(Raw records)
※

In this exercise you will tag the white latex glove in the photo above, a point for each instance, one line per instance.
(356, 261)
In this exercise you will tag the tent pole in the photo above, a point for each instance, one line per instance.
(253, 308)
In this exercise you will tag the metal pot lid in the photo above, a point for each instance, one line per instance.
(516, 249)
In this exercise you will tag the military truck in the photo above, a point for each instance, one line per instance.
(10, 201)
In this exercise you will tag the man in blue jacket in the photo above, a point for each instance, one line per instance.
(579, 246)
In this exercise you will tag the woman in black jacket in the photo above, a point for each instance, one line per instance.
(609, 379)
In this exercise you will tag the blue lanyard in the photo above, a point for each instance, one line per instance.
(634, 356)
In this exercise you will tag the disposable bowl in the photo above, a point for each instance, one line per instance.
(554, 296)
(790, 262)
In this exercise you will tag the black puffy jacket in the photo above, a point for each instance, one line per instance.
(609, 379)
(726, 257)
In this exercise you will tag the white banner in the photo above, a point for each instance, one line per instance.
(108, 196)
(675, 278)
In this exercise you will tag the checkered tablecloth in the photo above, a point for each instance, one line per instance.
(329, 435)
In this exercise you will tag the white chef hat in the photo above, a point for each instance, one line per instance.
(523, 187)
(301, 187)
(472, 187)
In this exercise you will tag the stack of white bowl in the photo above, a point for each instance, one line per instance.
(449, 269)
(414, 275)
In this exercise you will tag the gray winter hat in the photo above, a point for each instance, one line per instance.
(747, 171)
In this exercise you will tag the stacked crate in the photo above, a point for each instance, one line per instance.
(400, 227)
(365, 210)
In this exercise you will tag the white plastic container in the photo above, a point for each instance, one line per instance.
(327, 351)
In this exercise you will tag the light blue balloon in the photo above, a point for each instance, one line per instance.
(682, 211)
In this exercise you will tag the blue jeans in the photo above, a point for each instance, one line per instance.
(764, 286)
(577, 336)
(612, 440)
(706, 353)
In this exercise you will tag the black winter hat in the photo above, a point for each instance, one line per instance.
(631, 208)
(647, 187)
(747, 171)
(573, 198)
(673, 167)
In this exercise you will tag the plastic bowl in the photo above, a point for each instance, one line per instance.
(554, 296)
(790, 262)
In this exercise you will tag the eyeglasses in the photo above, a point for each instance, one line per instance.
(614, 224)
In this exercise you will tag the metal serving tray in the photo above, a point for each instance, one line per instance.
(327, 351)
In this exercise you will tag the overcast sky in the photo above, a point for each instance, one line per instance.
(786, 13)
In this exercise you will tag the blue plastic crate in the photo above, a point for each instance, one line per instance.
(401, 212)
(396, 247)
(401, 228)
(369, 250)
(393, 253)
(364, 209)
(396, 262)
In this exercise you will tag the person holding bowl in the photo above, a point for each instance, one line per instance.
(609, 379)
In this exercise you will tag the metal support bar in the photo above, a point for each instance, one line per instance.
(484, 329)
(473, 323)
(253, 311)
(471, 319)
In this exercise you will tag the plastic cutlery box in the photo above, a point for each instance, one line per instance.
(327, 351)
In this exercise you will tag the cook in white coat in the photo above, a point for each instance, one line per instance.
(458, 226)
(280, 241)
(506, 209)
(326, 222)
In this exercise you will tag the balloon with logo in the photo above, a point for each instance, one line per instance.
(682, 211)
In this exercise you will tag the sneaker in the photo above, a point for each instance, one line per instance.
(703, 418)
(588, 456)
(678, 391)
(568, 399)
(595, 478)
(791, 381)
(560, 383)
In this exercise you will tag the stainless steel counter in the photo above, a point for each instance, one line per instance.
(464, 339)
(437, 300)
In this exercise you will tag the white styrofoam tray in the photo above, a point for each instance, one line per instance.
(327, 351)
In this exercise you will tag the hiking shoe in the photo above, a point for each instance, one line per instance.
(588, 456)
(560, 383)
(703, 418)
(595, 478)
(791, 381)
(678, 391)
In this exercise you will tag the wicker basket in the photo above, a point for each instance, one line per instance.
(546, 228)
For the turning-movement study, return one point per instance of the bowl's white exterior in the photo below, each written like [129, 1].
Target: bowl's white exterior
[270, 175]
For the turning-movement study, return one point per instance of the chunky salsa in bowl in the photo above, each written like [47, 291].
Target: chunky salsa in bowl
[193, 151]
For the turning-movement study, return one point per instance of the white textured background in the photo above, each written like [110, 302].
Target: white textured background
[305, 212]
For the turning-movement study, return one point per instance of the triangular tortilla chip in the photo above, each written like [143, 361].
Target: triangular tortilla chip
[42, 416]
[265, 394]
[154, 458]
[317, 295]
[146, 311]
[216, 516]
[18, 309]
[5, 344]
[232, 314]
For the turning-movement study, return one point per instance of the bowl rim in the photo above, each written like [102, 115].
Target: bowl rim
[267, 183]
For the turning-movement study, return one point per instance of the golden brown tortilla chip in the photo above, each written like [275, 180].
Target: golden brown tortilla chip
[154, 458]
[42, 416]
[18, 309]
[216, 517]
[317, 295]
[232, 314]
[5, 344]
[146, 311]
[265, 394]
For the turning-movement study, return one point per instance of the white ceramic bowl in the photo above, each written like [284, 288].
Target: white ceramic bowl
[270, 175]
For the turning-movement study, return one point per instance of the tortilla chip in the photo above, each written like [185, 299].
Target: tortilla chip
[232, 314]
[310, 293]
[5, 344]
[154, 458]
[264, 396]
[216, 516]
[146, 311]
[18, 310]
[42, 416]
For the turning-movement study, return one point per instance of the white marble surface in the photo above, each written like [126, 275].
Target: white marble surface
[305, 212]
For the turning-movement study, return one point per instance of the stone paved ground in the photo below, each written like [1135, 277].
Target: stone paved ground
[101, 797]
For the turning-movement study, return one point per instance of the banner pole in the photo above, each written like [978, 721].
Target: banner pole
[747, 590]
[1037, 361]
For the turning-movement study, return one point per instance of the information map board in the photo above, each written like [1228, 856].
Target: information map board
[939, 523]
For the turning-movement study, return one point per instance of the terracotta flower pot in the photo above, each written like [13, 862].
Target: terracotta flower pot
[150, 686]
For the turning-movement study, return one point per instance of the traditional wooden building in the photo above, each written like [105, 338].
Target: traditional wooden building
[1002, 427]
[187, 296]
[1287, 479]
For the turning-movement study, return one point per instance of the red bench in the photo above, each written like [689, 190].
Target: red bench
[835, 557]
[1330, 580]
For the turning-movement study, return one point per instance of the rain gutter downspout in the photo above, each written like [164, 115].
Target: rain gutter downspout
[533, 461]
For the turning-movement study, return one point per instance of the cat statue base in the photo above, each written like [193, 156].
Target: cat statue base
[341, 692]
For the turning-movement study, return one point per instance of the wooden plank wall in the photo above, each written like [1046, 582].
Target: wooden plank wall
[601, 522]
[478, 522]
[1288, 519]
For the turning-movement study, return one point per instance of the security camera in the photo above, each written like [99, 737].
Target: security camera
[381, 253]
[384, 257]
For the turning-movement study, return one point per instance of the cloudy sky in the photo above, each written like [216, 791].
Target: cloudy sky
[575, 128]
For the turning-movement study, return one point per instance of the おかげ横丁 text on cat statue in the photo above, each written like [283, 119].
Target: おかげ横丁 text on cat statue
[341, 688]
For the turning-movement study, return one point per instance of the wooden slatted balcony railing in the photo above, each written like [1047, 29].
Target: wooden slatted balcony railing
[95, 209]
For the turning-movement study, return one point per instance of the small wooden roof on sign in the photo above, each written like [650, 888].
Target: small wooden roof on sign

※

Keep only the lines from the one containing "like [216, 791]." to the end of the entries, and repeat them exactly.

For the turning-movement study, return one point per instance of the cloudy sky in the photo above, each written like [216, 791].
Target: cloudy sky
[575, 128]
For the turning-movement study, return one point per instance of the おかげ横丁 text on cat statue in the photo above, each written like [283, 119].
Target: おかげ横丁 text on cat statue
[341, 688]
For the turning-movement study, return one point per instance of the wooden slatted balcony railing in the photo above, each written like [1047, 29].
Target: wooden slatted balcony railing
[95, 209]
For the turning-movement study, return one point per instance of the small wooden roof on sign in the photo above, each written like [650, 888].
Target: small wooden roof on sign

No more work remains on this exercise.